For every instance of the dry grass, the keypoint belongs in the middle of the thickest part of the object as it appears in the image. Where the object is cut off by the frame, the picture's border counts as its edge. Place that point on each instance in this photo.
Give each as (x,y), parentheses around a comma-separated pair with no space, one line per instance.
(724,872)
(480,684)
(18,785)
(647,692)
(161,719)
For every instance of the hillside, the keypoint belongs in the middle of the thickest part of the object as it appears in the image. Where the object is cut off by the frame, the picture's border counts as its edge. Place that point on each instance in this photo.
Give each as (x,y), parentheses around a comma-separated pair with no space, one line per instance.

---

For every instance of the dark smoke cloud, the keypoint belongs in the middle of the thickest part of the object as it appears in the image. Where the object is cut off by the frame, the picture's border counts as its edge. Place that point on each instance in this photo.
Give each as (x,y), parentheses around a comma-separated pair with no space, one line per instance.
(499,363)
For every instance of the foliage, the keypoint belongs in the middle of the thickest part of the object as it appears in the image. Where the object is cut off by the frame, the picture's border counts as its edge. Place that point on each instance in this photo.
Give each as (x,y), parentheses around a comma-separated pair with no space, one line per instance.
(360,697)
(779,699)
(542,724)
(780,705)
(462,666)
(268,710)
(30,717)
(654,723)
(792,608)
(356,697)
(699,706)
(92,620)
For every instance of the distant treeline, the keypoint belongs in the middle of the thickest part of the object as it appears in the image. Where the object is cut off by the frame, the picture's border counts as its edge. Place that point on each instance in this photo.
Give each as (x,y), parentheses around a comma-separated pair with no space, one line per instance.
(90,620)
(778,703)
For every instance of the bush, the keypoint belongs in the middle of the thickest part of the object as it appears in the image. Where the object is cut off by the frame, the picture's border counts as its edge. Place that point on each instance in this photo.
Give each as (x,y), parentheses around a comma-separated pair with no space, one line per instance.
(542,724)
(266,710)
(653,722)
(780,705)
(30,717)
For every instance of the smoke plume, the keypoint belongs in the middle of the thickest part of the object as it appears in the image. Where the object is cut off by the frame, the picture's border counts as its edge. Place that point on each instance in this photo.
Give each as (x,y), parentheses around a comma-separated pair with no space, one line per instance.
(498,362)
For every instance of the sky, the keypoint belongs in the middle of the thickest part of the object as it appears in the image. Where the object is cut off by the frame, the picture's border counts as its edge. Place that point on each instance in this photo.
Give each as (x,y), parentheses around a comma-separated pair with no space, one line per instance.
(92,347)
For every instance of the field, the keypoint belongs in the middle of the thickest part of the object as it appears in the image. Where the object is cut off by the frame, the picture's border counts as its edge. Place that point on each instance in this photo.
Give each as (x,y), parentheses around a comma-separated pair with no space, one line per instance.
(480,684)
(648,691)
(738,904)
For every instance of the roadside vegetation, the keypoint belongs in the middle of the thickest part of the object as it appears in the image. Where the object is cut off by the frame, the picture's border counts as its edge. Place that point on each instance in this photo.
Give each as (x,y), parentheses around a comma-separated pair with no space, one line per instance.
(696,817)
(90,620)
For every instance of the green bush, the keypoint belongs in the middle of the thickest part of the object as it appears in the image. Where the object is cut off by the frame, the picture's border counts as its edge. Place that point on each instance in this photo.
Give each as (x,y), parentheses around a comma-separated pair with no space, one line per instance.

---

## Task objective
Which lines above contain the word "smoke", with case counting? Copy each such line in full.

## Answer
For every instance of the dark smoke cloud, the keypoint belongs in the middle of the thickest part of the object as it appears in the image. Where the object is cut off by the frame, the picture's border counts as its edge. Place that point on each instance in this photo.
For every instance of the smoke plume, the keypoint belongs in the middle of the thickest part of the object as it appears in the image. Where the object is cut off by the frame, the picture's border counts as its edge. Place that point on each instance in this photo.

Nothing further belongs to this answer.